## [Actions to take]
1. Translate this sentence from the patch into French: "One extra backslash sequence is understood in this string: `tt(\-)' stands for all characters that insert nothing."
2. Sum up the patch in two sentences.
3. Resume the patch from its final line, keeping the same diff format.

## [Text]
╭──
From bb68ee8db7971b683fba7dd7bf404186872ba7cf Mon Sep 17 00:00:00 2001
From: Peter Stephenson <pws@users.sourceforge.net>
Date: Sun, 8 Jun 2008 17:53:53 +0000
Subject: 25138(? mailing list stuck): rewrite of completion matching. Will one
 day use multibyte/wide characters, doesn't yet.

---
 Doc/Zsh/compwid.yo | 74 ++++++++++++++++++++++++++++++++++--------------------
 1 file changed, 47 insertions(+), 27 deletions(-)

(limited to 'Doc/Zsh/compwid.yo')

diff --git a/Doc/Zsh/compwid.yo b/Doc/Zsh/compwid.yo
index 438dc059b..a87aeac87 100644
--- a/Doc/Zsh/compwid.yo
+++ b/Doc/Zsh/compwid.yo
@@ -577,7 +577,7 @@ the next character typed inserts one of the characters given in the
 var(remove-chars).  This string is parsed as a characters class and
 understands the backslash sequences used by the tt(print) command.  For
 example, `tt(-r "a-z\t")' removes the suffix if the next character typed
-inserts a lowercase character or a TAB, and `tt(-r "^0-9")' removes the
+inserts a lower case character or a TAB, and `tt(-r "^0-9")' removes the
 suffix if the next character typed inserts anything but a digit. One extra
 backslash sequence is understood in this string: `tt(\-)' stands for
 all characters that insert nothing. Thus `tt(-S "=" -q)' is the same
@@ -857,9 +857,9 @@ which character sequences in the trial completion.  Any sequence of
 characters not handled in this fashion must match exactly, as usual.
 
 The forms of var(match-spec) understood are as follows. In each case, the
-form with an uppercase initial character retains the string already
+form with an upper case initial character retains the string already
 typed on the command line as the final result of completion, while with
-a lowercase initial character the string on the command line is changed
+a lower case initial character the string on the command line is changed
 into the corresponding part of the trial completion.
 
 startitem()
╰──
## [Dataset excerpt]
╭──
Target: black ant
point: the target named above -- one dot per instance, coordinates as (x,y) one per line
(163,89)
╰──
## [Written responses]
1. Une séquence d'échappement supplémentaire est reconnue dans cette chaîne : `tt(\-)' représente tous les caractères qui n'insèrent rien.

2. The patch from Peter Stephenson changes the file Doc/Zsh/compwid.yo, and its subject line describes a rewrite of completion matching that will one day use multibyte or wide characters but does not yet. The changes shown replace "lowercase" with "lower case" and "uppercase" with "upper case" in the passages on suffix-removal characters and on the forms of match specifications.

3.
@@ -918,15 +918,35 @@ are not allowed, so the characters tt(!) and tt(^) have no special
 meaning directly after the opening brace.  They indicate that a range of
 characters on the line match a range of characters in the trial
 completion, but (unlike ordinary character classes) paired according to
-the corresponding position in the sequence. For example, to make any
-lowercase letter on the line match the corresponding uppercase letter in
-the trial completion, you can use `tt(m:{a-z}={A-Z})'.  More than one
-pair of classes can occur, in which case the first class before the
-tt(=) corresponds to the first after it, and so on.  If one side has
+the corresponding position in the sequence.  For example, to make any
+ASCII lower case letter on the line match the corresponding upper case
+letter in the trial completion, you can use `tt(m:{a-z}={A-Z})'
+(however, see below for the recommended form for this).  More
+than one pair of classes can occur, in which case the first class before
+the tt(=) corresponds to the first after it, and so on.  If one side has
 more such classes than the other side, the superfluous classes behave
 like normal character classes.  In anchor patterns correspondence classes
 also behave like normal character classes.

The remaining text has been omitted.